▶ _Passage for review_
=-=-=-=-=
Search the start index of the first potential match before the pattern matching process. Use the vector of possible beginning characters which are collected by YARR's parser.
Created attachment 67550 [details] proposed patch Performance results: ref mod regexp-dna: 2.15x as fast 273.3ms +/- 0.1% 127.0ms +/- 0.0% v8-regexp: 1.23x as fast 1794.8ms +/- 0.1% 1460.6ms +/- 0.6%
Attachment 67550 [details] did not build on qt: Build output: http://queues.webkit.org/results/4007008
(In reply to comment #2) > Attachment 67550 [details] did not build on qt: > Build output: http://queues.webkit.org/results/4007008 It will build on Qt after https://bugs.webkit.org/show_bug.cgi?id=45748 fixed.
=-=-=-=-=
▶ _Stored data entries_
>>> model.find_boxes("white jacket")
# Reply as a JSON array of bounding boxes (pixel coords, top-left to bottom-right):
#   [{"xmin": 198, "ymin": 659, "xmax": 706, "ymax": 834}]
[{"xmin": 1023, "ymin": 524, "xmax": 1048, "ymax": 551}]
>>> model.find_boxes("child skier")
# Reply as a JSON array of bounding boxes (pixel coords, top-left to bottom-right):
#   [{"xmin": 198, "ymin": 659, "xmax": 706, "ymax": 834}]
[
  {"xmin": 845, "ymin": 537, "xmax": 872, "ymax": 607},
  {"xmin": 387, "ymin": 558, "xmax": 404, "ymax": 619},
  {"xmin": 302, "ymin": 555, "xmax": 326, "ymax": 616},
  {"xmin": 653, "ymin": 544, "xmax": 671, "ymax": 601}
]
=-=-=-=-=
Answer these questions from the patch discussion at the top of the page:
(a) Whose parser collects the vector of possible beginning characters?
(b) How much faster is regexp-dna with the proposed patch?
(c) On which platform did attachment 67550 fail to build?

(a) YARR's parser
(b) 2.15x as fast
(c) Qt